*Directions:* Leave out the pictures and repeat every record exactly.

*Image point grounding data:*

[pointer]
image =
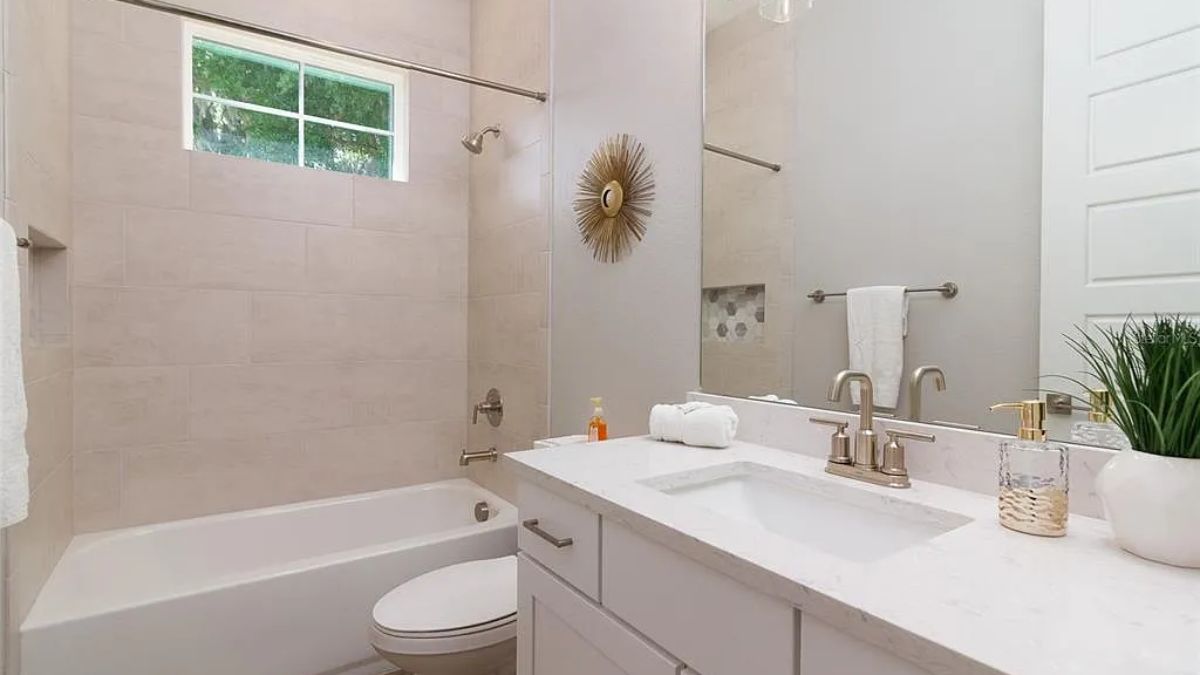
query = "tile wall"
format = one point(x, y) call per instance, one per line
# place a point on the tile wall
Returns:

*Response below:*
[pointer]
image =
query = "tile wall"
format = one point(x, y) call per instance, one per line
# place a point on the tile wall
Returns:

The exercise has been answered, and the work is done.